::: PASSAGE PROVIDED :::
# First Touring Bike



## lucky13 (Apr 12, 2008)

First Touring Bike
I am an experienced cyclist with both mountain and road cycling but want to get into touring. My main goal would to west to east coast tour in a few years when the kids are older but short term maybe a week long tour couple times a year.

I am looking for suggestions on bikes and components.

I am fairly familiar with road and mountain bike comps and I know touring bikes use a mixture of both.

I was wondering if I should buy a frame and built slowly with quality parts or buy a stock bike.

I would like opinions on buying used through ebay or cycling website?


Looking to save a little money and keep wife happy.

I would like a bike with a little pep to it but also dependable. I will have both front and rear panniers for touring purposes.


any advise appreciated


----------



## MB1 (Jan 27, 2004)

Get a BOB trailer and use whatever bike you already have.

Seriously.


----------



## wim (Feb 28, 2005)

The trailer bit does make sense. Sort of like owning a Porsche as your only car, but still being able to go to Lowe's every so often to pick up some two-by-fours.  

But if you can't see yourself pulling a trailer, here's what I posted earlier in the "Bikes, Frames and Forks" forum:

Touring-specific cycling websites like the ones linked are the best way to get informed nowadays before you buy. Ebay sellers of "touring bikes" often have no idea what a real touring bike is. Most bike shops are not far behind on the touring bike ignorance scale. Not suggesting you buy from these linked sites, but read what they have to say before making your purchase.
http://www.bgcycles.com/ 
http://www.rivbike.com/


----------



## Reynolds531 (Nov 8, 2002)

As a baseline look at the $1200 Surley Long Haul Trucker. Compare your alternatives to this bike.
::: GIVEN ENTRIES :::
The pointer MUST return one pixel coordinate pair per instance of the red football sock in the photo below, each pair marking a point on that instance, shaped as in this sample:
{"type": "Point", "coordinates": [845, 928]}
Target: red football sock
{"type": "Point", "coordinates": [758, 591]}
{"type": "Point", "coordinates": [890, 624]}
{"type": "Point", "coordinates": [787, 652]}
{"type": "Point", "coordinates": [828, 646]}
:::
::: GIVEN ENTRIES :::
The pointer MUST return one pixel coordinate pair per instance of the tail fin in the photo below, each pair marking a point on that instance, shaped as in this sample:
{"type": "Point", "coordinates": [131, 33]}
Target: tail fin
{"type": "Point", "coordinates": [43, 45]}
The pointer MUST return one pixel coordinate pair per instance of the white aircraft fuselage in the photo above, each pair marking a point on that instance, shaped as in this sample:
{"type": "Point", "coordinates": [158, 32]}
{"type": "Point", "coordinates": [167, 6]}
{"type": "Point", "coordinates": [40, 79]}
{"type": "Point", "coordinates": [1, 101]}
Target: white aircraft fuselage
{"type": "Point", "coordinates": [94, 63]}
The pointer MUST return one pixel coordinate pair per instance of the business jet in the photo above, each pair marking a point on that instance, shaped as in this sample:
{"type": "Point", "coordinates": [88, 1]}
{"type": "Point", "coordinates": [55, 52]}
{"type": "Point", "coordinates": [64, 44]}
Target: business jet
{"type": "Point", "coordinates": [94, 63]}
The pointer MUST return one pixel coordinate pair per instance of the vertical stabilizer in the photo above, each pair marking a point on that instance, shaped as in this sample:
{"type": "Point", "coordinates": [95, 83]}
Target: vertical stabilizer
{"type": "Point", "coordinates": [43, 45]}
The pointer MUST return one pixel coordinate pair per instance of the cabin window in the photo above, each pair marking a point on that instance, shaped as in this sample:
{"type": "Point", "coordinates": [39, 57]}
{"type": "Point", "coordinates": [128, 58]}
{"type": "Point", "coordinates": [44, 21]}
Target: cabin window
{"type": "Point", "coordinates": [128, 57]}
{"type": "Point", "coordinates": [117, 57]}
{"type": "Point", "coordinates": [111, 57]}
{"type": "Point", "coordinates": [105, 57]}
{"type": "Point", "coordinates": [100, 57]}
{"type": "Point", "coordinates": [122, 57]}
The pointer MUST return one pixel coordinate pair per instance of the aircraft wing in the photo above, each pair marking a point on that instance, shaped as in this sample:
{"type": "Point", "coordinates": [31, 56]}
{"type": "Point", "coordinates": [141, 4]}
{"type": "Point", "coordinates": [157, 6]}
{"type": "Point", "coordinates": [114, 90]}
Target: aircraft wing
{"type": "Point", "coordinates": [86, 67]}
:::
TO DO ▸ Please write out the part of the touring bike thread above starting at "I am looking" and ending at "mixture of both.", word for word.

RESPONSE TO THE TASK ▸
I am looking for suggestions on bikes and components.

I am fairly familiar with road and mountain bike comps and I know touring bikes use a mixture of both.